Kısa alıştırma: Aşağıdaki verilerde "jersey" kelimesini içeren satırların hepsini seçip olduğu gibi yaz. Büyük ve küçük harf farkı önemlidir.

Verilen veriler:
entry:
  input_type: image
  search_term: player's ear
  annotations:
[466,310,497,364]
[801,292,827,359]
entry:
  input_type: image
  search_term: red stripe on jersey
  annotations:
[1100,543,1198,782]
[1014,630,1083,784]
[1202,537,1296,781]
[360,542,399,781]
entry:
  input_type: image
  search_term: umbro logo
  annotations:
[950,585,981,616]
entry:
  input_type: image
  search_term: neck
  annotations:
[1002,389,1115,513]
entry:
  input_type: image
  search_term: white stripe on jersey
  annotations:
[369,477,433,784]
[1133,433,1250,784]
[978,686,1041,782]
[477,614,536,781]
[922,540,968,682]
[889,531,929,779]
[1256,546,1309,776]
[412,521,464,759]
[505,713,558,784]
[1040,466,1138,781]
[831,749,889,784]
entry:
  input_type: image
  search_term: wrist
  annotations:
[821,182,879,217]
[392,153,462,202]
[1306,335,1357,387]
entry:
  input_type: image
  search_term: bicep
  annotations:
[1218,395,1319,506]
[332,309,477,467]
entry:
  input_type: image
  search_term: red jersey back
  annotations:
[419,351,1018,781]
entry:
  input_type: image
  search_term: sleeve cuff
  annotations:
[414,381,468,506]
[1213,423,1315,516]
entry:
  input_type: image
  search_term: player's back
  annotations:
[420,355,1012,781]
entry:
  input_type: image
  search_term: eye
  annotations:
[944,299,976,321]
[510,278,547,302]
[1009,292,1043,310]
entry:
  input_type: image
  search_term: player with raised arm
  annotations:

--

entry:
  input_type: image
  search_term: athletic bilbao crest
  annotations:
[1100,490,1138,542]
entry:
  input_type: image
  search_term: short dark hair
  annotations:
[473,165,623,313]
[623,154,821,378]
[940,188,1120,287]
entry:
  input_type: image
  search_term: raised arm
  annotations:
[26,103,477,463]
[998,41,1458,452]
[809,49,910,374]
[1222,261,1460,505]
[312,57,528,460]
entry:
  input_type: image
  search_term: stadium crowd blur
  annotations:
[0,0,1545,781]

Çözümlü cevap:
  search_term: red stripe on jersey
  search_term: white stripe on jersey
  search_term: red jersey back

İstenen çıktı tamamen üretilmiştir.